_Document section_.

══════════════════════════════

The GAO attorney’s analysis of the Army’s
evaluation of proposals suffers the same fate.
In the Source Selection Decision Memorandum, the Source
Selection Authority reported the
findings from the Army’s evaluation and concluded that there
were “no meaningful distinctions”
among the noncost elements of the proposals. AR 2013. The Source
Selection Authority
acknowledged, however, that the proposals submitted by Kratos
and SA-TECH were not
identical: “[T]he main difference between the two offerors is
that, as the incumbent, Kratos/WSS
has the personnel with the specific TMO experience in their
current employment and has
proposed these employees for the follow-on ATFS requirement.”
Id. at 2014. She then
explained how SA-TECH’s proposal mitigated those differences.
[. . .]
Id. In other words, she most assuredly compared the ability of Kratos, as the incumbent
contractor, to supply personnel with specific experience with
SA-TECH’s proposal to supply
personnel with general experience coupled with a plan to
mitigate its failure to propose personnel
with specific experience. She then concluded that the
“price/cost advantages of SA-TECH’s
proposal outweigh[ed] the possibility of a learning curve
impact.” Id. at 2013. It is readily
apparent that the Source Selection Authority, upon comparing the
proposals of Kratos and SATECH,
clearly determined that the two proposals were not meaningfully
distinct in the area of
personnel experience and concluded that the benefit to the Army
of SA-TECH’s lower price was
worth the possibility that some of SA-TECH’s employees would
lack specific experience. Her conclusion is entitled to
deference.20 See Lockheed Missiles & Space Co. v. Bentsen, 4
F.3d
955, 958-59 (Fed. Cir. 1993) (“Effective contracting demands
broad discretion. Accordingly,
agencies ‘are entrusted with a good deal of discretion in
determining which bid is the most
advantageous to the Government.’” (citations omitted) (quoting
Tidewater Mgmt. Servs., Inc. v.

══════════════════════════════

_Dataset section_.
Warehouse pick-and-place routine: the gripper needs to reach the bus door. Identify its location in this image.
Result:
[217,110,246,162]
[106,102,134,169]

══════════════════════════════

_Problems to work on_.
1 – Answer these from the excerpt on the Army's evaluation of the Kratos and SA-TECH proposals:
(a) What did the Source Selection Authority conclude about the noncost elements of the proposals?
(b) What did she name as the main difference between the two offerors?
(c) Which case is cited in support of deference to her conclusion?
2 – Extend the excerpt on the Army's evaluation of the Kratos and SA-TECH proposals, starting right after its final words.

_Answers for this exercise_.
1 –
(a) She concluded that there were "no meaningful distinctions" among the noncost elements of the proposals.
(b) As the incumbent, Kratos/WSS has personnel with specific TMO experience in their current employment and proposed these employees for the follow-on ATFS requirement.
(c) Lockheed Missiles & Space Co. v. Bentsen, 4 F.3d 955, 958-59 (Fed. Cir. 1993).

2 –
United States, 573 F.2d 65, 73 (Ct. Cl. 1978))); Gen. Offshore
Corp., B-251969 et al., 94-1 CPD
¶ 248 (Comp. Gen. Apr. 8, 1994) (“Where an evaluation is
challenged, we will examine the
agency’s evaluation to ensure that it was reasonable and
consistent with the evaluation criteria
and applicable statutes and regulations, since the relative
merit of competing proposals is
primarily a matter of administrative discretion.”), quoted in
E.W. Bliss Co. v. United States, 77
F.3d 445, 449 (Fed. Cir. 1996).
The GAO attorney did not afford the proper
deference to the Army’s source selection
decision. In fact, his electronic-mail message demonstrates that
he completely misread the
decision. He wrote:
The source selection fails to acknowledge
and appreciate the concerns expressed
in the evaluation of the Labor element, which serves as a key
discriminator
between the proposals. That the two proposals were rated the
same for this
element is highly irrelevant; regardless of ratings, the source
selection must look
behind those ratings to consider the distinctions uncovered in
the evaluation. This
source selection document fails to do that.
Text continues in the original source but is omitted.